* _Exercise_: Will you extract the entries word for word? Images should not appear in the copy.

* _Exercise data_:

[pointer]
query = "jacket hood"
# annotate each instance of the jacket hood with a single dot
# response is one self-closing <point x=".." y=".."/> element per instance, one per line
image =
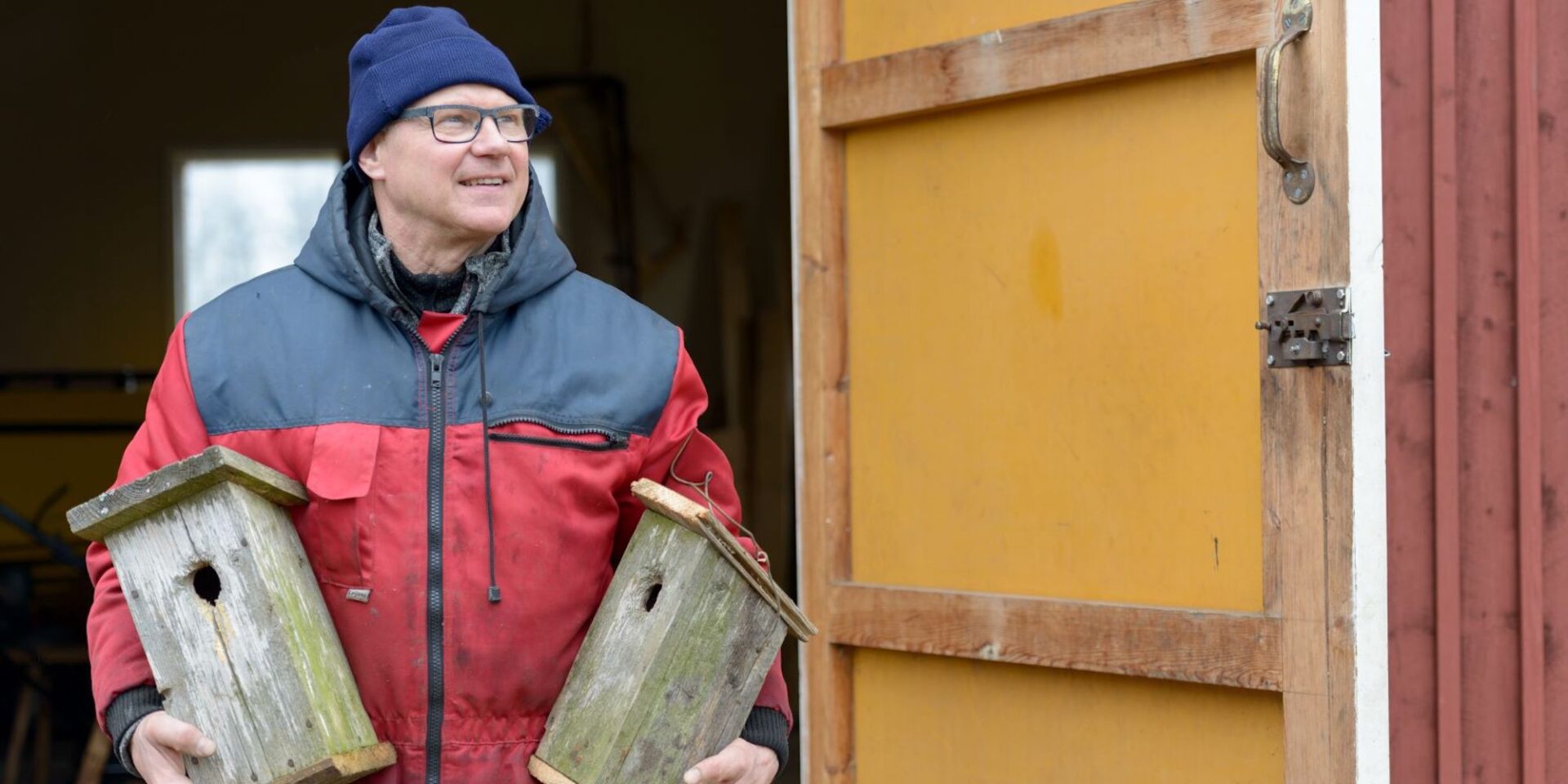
<point x="337" y="252"/>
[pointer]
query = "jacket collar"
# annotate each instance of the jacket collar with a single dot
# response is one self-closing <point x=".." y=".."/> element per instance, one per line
<point x="339" y="256"/>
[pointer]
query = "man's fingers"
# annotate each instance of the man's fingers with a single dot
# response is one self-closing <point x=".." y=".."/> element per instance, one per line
<point x="168" y="731"/>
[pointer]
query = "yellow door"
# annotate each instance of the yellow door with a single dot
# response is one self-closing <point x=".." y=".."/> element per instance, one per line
<point x="1060" y="519"/>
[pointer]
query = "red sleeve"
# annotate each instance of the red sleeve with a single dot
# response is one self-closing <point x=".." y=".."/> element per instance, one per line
<point x="172" y="431"/>
<point x="700" y="457"/>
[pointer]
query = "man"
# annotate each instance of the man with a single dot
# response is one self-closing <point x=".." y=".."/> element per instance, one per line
<point x="468" y="412"/>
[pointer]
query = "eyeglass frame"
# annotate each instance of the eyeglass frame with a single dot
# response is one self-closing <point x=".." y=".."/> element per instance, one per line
<point x="492" y="114"/>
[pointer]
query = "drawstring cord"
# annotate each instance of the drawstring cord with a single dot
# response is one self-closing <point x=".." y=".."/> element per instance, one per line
<point x="490" y="511"/>
<point x="775" y="595"/>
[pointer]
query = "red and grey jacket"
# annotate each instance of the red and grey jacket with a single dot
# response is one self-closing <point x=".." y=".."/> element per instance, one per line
<point x="460" y="595"/>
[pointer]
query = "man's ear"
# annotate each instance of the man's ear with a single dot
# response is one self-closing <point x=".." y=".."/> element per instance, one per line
<point x="371" y="158"/>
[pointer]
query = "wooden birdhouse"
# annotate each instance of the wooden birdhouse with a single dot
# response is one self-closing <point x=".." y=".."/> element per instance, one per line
<point x="233" y="621"/>
<point x="675" y="657"/>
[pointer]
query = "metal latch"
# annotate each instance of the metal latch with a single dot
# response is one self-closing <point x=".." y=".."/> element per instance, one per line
<point x="1308" y="328"/>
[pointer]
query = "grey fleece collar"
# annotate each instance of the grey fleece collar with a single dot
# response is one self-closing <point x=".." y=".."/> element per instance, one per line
<point x="483" y="269"/>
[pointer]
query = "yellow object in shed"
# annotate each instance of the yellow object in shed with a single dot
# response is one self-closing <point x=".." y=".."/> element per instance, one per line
<point x="1051" y="394"/>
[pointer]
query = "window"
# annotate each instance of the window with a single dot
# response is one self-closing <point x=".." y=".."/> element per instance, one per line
<point x="238" y="216"/>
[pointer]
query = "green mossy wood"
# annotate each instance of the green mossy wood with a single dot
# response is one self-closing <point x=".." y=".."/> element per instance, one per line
<point x="675" y="657"/>
<point x="233" y="621"/>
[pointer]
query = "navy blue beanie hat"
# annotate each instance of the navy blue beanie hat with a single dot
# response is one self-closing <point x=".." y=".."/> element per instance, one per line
<point x="412" y="54"/>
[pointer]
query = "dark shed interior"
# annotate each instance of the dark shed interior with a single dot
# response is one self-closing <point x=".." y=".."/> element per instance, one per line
<point x="671" y="157"/>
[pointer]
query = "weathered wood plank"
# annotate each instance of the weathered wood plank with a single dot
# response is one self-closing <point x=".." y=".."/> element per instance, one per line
<point x="822" y="390"/>
<point x="700" y="519"/>
<point x="670" y="668"/>
<point x="1121" y="39"/>
<point x="1236" y="649"/>
<point x="170" y="485"/>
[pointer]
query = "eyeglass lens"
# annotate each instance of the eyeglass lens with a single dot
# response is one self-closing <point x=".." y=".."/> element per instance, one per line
<point x="463" y="124"/>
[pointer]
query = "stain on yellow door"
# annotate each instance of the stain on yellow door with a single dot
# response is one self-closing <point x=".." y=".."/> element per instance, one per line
<point x="951" y="720"/>
<point x="879" y="27"/>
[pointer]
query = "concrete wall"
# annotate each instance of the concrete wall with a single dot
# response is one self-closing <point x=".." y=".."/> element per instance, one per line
<point x="1477" y="390"/>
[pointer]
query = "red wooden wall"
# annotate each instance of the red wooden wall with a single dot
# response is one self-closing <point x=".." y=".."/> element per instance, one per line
<point x="1476" y="226"/>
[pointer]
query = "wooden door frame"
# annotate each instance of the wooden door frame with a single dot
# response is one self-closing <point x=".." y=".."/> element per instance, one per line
<point x="1322" y="635"/>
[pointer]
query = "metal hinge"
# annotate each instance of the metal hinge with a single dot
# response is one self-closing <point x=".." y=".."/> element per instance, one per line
<point x="1308" y="328"/>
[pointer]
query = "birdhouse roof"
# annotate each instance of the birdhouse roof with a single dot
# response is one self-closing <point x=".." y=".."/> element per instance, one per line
<point x="176" y="482"/>
<point x="700" y="519"/>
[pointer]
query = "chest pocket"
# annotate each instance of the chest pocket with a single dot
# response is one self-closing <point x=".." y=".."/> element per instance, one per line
<point x="337" y="524"/>
<point x="538" y="431"/>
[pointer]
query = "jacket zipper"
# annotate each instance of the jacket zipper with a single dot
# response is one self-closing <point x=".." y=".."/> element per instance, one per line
<point x="612" y="439"/>
<point x="433" y="603"/>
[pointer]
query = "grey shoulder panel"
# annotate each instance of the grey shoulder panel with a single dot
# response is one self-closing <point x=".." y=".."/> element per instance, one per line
<point x="576" y="353"/>
<point x="283" y="350"/>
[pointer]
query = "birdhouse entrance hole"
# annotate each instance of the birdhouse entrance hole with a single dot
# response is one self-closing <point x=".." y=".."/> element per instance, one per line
<point x="207" y="582"/>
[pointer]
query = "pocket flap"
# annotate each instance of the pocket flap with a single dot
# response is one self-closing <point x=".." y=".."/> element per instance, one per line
<point x="342" y="460"/>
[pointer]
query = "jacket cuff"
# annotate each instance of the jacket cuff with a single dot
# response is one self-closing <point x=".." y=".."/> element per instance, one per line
<point x="124" y="712"/>
<point x="767" y="728"/>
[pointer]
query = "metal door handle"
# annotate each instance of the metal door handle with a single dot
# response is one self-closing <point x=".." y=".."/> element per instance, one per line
<point x="1298" y="176"/>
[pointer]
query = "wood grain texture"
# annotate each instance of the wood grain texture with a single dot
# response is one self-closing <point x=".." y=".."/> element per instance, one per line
<point x="670" y="668"/>
<point x="1236" y="649"/>
<point x="822" y="391"/>
<point x="1307" y="414"/>
<point x="255" y="659"/>
<point x="700" y="519"/>
<point x="546" y="775"/>
<point x="170" y="485"/>
<point x="1128" y="38"/>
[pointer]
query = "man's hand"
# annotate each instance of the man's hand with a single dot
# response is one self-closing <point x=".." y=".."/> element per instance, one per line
<point x="741" y="763"/>
<point x="157" y="742"/>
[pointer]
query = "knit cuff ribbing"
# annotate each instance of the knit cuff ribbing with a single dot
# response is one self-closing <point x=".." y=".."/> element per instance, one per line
<point x="767" y="728"/>
<point x="124" y="712"/>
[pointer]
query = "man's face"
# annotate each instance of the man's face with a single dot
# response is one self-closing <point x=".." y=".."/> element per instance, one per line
<point x="449" y="190"/>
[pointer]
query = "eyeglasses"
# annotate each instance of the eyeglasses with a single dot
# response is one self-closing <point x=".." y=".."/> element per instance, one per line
<point x="460" y="124"/>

* _Final result_:
[pointer]
query = "jacket hood"
# annotate each instance of the jacket hood with a single dot
# response is one self-closing <point x=".." y=".."/> element per instance, one per line
image =
<point x="337" y="252"/>
[pointer]
query = "jacket collar"
# annotate each instance of the jacket collar with a single dot
# response is one self-closing <point x=".." y=".."/> element per instance, one per line
<point x="339" y="256"/>
[pointer]
query = "man's fingers"
# annotate each instance of the man's fingers with a single dot
# response is one self-closing <point x=".." y=".."/> element per instance, one per line
<point x="168" y="731"/>
[pointer]
query = "yellow door"
# annotate each instance of the yellow door with a single dot
# response is one self-closing <point x=".." y=".."/> element per instance, one per line
<point x="1060" y="519"/>
[pointer]
query = "red sleeve"
# annotate each instance of the red sleeve with a single dot
# response is one self-closing <point x=".." y=".."/> element per instance, one per line
<point x="172" y="431"/>
<point x="700" y="457"/>
[pointer]
query = "man"
# annotate each instance of the man with a single dot
# response is one self-closing <point x=".." y=".."/> element per instance, one per line
<point x="468" y="412"/>
[pointer]
query = "eyeglass frame"
# annotate each instance of the eyeglass frame with a single dot
# response is one self-closing <point x=".." y=".."/> element per instance, one per line
<point x="492" y="114"/>
[pointer]
query = "drawstring cord"
# annotate each instance of the drawstring cord with a single dot
# response is one self-closing <point x=".." y=".."/> element per instance, one per line
<point x="490" y="511"/>
<point x="775" y="595"/>
[pointer]
query = "red and grey jacket"
# annotate each instance of the red and grey jacket with a single dot
# response is one self-closing <point x=".." y=".."/> element per instance, one per line
<point x="460" y="595"/>
[pointer]
query = "man's ear"
# annotate each instance of the man's ear with a single dot
# response is one self-closing <point x=".." y=".."/> element per instance, one per line
<point x="371" y="158"/>
[pointer]
query = "wooden birdhouse"
# annotate each instance of the wooden birdhouse with a single dot
# response is one self-closing <point x=".." y=".."/> element per instance, one per line
<point x="233" y="621"/>
<point x="675" y="657"/>
[pointer]
query = "metal latch"
# annotate each instance of the metal latch with a single dot
# response is one self-closing <point x=".." y=".."/> element per instance, one per line
<point x="1308" y="328"/>
[pointer]
query = "grey fleece collar"
# annotate each instance of the grey fleece collar with a single dot
# response is one self-closing <point x=".." y=".."/> element per instance, one per line
<point x="483" y="269"/>
[pointer]
query = "yellow object in shed"
# annotate each instance of the yellow object in shed with a single dot
# response is one self-closing <point x=".." y=".."/> element per instance, one per line
<point x="1051" y="394"/>
[pointer]
query = "window"
# annotate each instance of the window with a single dot
# response is one self-closing <point x=".." y=".."/> element per instance, one per line
<point x="238" y="216"/>
[pointer]
query = "green mossy wood"
# annotate each instance of the green mossy wood with a single dot
# response is one self-closing <point x=".." y=".."/> element per instance, one per line
<point x="675" y="657"/>
<point x="233" y="621"/>
[pointer]
query = "navy blue beanie hat"
# annotate each instance of the navy blue beanie hat with a single dot
# response is one self-closing <point x=".." y=".."/> element per instance, one per line
<point x="412" y="54"/>
[pointer]
query = "dark shed interior"
# annotate each instance of the dark shed interior with a single dot
# response is one self-closing <point x=".." y=".."/> element per instance, one per line
<point x="671" y="157"/>
[pointer]
query = "weathered wood plank"
# annotate each instance of the weathered wood plank with a single dot
# response is one self-closing <point x=".." y=".."/> element per instance, one per line
<point x="822" y="390"/>
<point x="700" y="519"/>
<point x="670" y="668"/>
<point x="1121" y="39"/>
<point x="1236" y="649"/>
<point x="170" y="485"/>
[pointer]
query = "eyeglass lens"
# annotate each instance of the eyeglass lens with a single dot
# response is one self-closing <point x=".." y=".."/> element per instance, one per line
<point x="463" y="124"/>
[pointer]
query = "stain on yellow door"
# annotate each instance of the stain on yellow door with a single dot
# response is one self-closing <point x=".." y=".."/> element per instance, one per line
<point x="951" y="720"/>
<point x="879" y="27"/>
[pointer]
query = "concrete wall"
# annotate each instance of the concrete wall with a single dot
# response is one self-closing <point x=".." y=".."/> element per instance, one per line
<point x="1477" y="390"/>
[pointer]
query = "red wooden wall"
# annotate each instance of the red wooden wall with a single dot
# response is one self-closing <point x=".." y=".."/> element per instance, one per line
<point x="1476" y="226"/>
[pointer]
query = "wooden door frame"
# annotate each instance of the wooden door frame with a single dot
# response is one self-closing <point x=".." y=".."/> element per instance, one per line
<point x="1322" y="635"/>
[pointer]
query = "metal hinge"
# annotate each instance of the metal hinge with a single dot
# response is one self-closing <point x=".." y=".."/> element per instance, one per line
<point x="1308" y="328"/>
[pointer]
query = "birdhouse roof"
# annotate each instance of the birdhouse roof with a single dot
# response is one self-closing <point x=".." y=".."/> element per instance, one per line
<point x="176" y="482"/>
<point x="700" y="519"/>
[pointer]
query = "chest pocket"
# annotate each instance of the chest pocket with a single dot
# response is one self-closing <point x=".." y=".."/> element per instance, one per line
<point x="337" y="524"/>
<point x="538" y="431"/>
[pointer]
query = "jacket zipper"
# annotate each instance of the jacket zipper with a single dot
# response is one self-closing <point x=".." y=".."/> element per instance, one per line
<point x="612" y="439"/>
<point x="433" y="603"/>
[pointer]
query = "grey shoulder panel"
# annotate each instance of the grey shoulder panel with a single dot
# response is one self-closing <point x=".." y=".."/> element per instance, one per line
<point x="576" y="353"/>
<point x="283" y="350"/>
[pointer]
query = "birdhouse entrance hole"
# annotate each instance of the birdhouse entrance hole with a single dot
# response is one self-closing <point x=".." y=".."/> element per instance, one per line
<point x="207" y="582"/>
[pointer]
query = "pocket flap"
# annotate each instance of the pocket flap with a single dot
# response is one self-closing <point x=".." y=".."/> element per instance, one per line
<point x="342" y="460"/>
[pointer]
query = "jacket cuff"
# annotate each instance of the jacket cuff with a single dot
# response is one self-closing <point x=".." y=".."/> element per instance, one per line
<point x="124" y="712"/>
<point x="767" y="728"/>
[pointer]
query = "metal door handle"
# annotate each instance of the metal door handle with a single dot
# response is one self-closing <point x=".." y=".."/> element per instance, one per line
<point x="1298" y="176"/>
[pointer]
query = "wood grain texture"
# annotate each instance of the wood grain texture with a single dot
# response is one self-closing <point x=".." y=".."/> element per instance, one per line
<point x="670" y="668"/>
<point x="1236" y="649"/>
<point x="822" y="391"/>
<point x="1307" y="414"/>
<point x="255" y="659"/>
<point x="700" y="519"/>
<point x="546" y="775"/>
<point x="170" y="485"/>
<point x="1128" y="38"/>
[pointer]
query = "man's hand"
# annotate each instance of the man's hand with a single dot
# response is one self-closing <point x=".." y=".."/> element per instance, one per line
<point x="741" y="763"/>
<point x="157" y="742"/>
[pointer]
query = "knit cuff ribbing"
# annotate each instance of the knit cuff ribbing with a single dot
# response is one self-closing <point x=".." y=".."/> element per instance, one per line
<point x="767" y="728"/>
<point x="124" y="712"/>
[pointer]
query = "man's face"
# annotate each instance of the man's face with a single dot
# response is one self-closing <point x=".." y=".."/> element per instance, one per line
<point x="449" y="190"/>
[pointer]
query = "eyeglasses"
# annotate each instance of the eyeglasses with a single dot
# response is one self-closing <point x=".." y=".."/> element per instance, one per line
<point x="460" y="124"/>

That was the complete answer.